→ About this task:
Reproduce the Seattle bomb squad post below in full, word for word.

→ Source text:
▬▬▬
SPD officers were called by local residents to investigate a suspicious-looking item assembled and left by a man at Ballard Corners Park (NW 62nd Street and 17th Avenue NW) at approximately 8:30 p.m. last night. In the wake of the tragic events at the Boston Marathon SPD have been on high alert for suspicious activity in Seattle. Check out more from the SPD blotter:
The Seattle Police Department’s Arson/Bomb Squad (ABS) and their robot assistants have been busy in the last 24 hours.
Since Monday’s bombings in Boston, ABS detectives have been dispatched to examine a half-dozen suspicious bags or devices around the city. While Seattle police haven’t received any information about threats in our region, ABS Sergeant Jim Hansen says ”When there’s a major event around the country, people become more vigilant.”
Most of the suspicious packages ABS detectives have examined over the last day have have turned out to contain hair dryers, wires or left-behind luggage. But detectives have opened an investigation into one of the incidents, after a man left a suspicious item in a Ballard park last night.
Around 8:30 pm, neighbors spotted a man dressed in a dark-colored hoody walking down a street near Ballard Corners Park, at NW 62nd Street and 17th Avenue NW, collecting items from trash cans. Neighbors saw the man “dancing and talking to himself” as he walked into the park, where he began assembling a suspicious-looking item made of several pieces of metal sheeting, tent poles, wires and tape.
After the man left the metal item behind a park bench and walked off, neighbors called 911.
ABS detectives determined the items didn’t actually contain any explosives, but was likely built to resemble an explosive device. Detectives then destroyed the device, collected its components as evidence, and are now investigating the case.
▬▬▬
(Saved entries)
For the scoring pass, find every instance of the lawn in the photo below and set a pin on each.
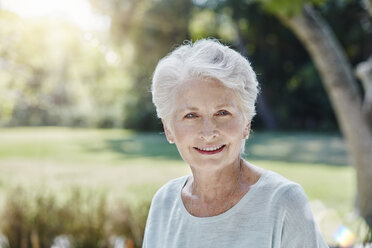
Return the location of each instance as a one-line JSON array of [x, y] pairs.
[[133, 165]]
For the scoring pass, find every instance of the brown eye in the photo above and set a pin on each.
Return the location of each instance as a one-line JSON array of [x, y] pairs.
[[223, 113]]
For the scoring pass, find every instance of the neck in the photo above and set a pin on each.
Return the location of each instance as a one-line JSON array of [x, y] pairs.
[[210, 185]]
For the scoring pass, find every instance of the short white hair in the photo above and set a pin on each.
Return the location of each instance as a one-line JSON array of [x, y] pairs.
[[204, 58]]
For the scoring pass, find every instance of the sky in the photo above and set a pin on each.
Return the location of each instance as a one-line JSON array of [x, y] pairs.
[[78, 12]]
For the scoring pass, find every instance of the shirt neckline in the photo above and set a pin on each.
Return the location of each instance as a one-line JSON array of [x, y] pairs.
[[229, 212]]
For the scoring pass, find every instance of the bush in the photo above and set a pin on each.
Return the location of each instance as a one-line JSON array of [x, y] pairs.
[[36, 219]]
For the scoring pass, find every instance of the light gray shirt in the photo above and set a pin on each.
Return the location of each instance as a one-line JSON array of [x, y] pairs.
[[275, 212]]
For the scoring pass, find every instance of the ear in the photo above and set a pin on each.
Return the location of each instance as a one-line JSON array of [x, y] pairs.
[[167, 132], [247, 130]]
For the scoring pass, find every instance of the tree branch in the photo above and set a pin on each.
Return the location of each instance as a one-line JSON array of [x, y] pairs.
[[364, 73]]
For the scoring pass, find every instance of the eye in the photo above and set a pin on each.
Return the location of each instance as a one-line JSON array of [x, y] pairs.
[[190, 115], [223, 112]]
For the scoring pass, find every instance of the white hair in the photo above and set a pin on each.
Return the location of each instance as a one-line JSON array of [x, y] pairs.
[[204, 58]]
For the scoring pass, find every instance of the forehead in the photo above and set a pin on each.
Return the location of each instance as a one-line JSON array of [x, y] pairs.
[[206, 92]]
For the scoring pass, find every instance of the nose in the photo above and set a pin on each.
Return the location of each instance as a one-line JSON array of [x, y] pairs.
[[208, 130]]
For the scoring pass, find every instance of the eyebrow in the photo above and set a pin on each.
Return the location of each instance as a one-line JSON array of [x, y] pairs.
[[217, 107]]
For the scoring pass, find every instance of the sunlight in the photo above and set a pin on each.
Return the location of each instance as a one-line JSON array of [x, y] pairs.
[[78, 12]]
▬▬▬
→ Response to this task:
SPD officers were called by local residents to investigate a suspicious-looking item assembled and left by a man at Ballard Corners Park (NW 62nd Street and 17th Avenue NW) at approximately 8:30 p.m. last night. In the wake of the tragic events at the Boston Marathon SPD have been on high alert for suspicious activity in Seattle. Check out more from the SPD blotter:
The Seattle Police Department’s Arson/Bomb Squad (ABS) and their robot assistants have been busy in the last 24 hours.
Since Monday’s bombings in Boston, ABS detectives have been dispatched to examine a half-dozen suspicious bags or devices around the city. While Seattle police haven’t received any information about threats in our region, ABS Sergeant Jim Hansen says ”When there’s a major event around the country, people become more vigilant.”
Most of the suspicious packages ABS detectives have examined over the last day have have turned out to contain hair dryers, wires or left-behind luggage. But detectives have opened an investigation into one of the incidents, after a man left a suspicious item in a Ballard park last night.
Around 8:30 pm, neighbors spotted a man dressed in a dark-colored hoody walking down a street near Ballard Corners Park, at NW 62nd Street and 17th Avenue NW, collecting items from trash cans. Neighbors saw the man “dancing and talking to himself” as he walked into the park, where he began assembling a suspicious-looking item made of several pieces of metal sheeting, tent poles, wires and tape.
After the man left the metal item behind a park bench and walked off, neighbors called 911.
ABS detectives determined the items didn’t actually contain any explosives, but was likely built to resemble an explosive device. Detectives then destroyed the device, collected its components as evidence, and are now investigating the case.